• DIRECTIVE:
Please pull out each line of the data below that contains the word "water" and copy it. Match the word with case taken into account.

• MATERIALS PROVIDED:
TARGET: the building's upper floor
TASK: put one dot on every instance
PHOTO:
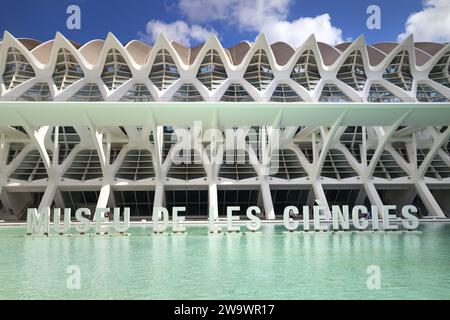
(106, 70)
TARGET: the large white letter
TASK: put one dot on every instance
(387, 217)
(175, 219)
(411, 222)
(99, 219)
(288, 222)
(255, 223)
(74, 20)
(359, 224)
(81, 215)
(340, 217)
(230, 219)
(374, 20)
(38, 222)
(126, 219)
(165, 215)
(317, 218)
(57, 220)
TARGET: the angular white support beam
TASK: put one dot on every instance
(320, 196)
(373, 196)
(327, 138)
(437, 145)
(383, 140)
(49, 195)
(159, 196)
(428, 200)
(38, 138)
(267, 200)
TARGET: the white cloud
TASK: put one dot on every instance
(268, 16)
(178, 31)
(295, 32)
(430, 24)
(245, 14)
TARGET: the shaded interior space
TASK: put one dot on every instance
(243, 197)
(387, 167)
(80, 199)
(85, 166)
(285, 165)
(67, 138)
(195, 201)
(139, 202)
(336, 166)
(352, 139)
(441, 195)
(307, 148)
(236, 166)
(282, 198)
(137, 165)
(14, 205)
(438, 168)
(346, 195)
(189, 166)
(31, 168)
(402, 196)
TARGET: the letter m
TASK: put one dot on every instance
(38, 222)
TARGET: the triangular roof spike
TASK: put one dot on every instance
(7, 35)
(112, 41)
(9, 39)
(359, 42)
(310, 40)
(161, 39)
(213, 41)
(434, 59)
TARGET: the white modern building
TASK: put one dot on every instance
(91, 125)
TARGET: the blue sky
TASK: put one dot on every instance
(190, 21)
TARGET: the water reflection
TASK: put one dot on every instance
(265, 265)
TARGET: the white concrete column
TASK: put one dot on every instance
(212, 199)
(159, 196)
(360, 197)
(48, 197)
(428, 200)
(373, 196)
(103, 197)
(267, 200)
(320, 195)
(59, 201)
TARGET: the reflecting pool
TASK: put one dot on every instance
(271, 264)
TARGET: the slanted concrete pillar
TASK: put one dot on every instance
(320, 196)
(374, 197)
(267, 200)
(48, 197)
(159, 196)
(212, 199)
(103, 197)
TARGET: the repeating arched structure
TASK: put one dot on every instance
(259, 68)
(139, 157)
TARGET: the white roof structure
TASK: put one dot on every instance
(91, 125)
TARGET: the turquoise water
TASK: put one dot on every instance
(266, 265)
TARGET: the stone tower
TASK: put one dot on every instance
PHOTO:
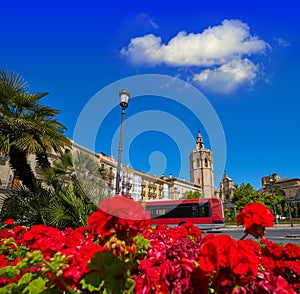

• FULL RESPONSE:
TARGET: the water reflection
TARGET: the turquoise water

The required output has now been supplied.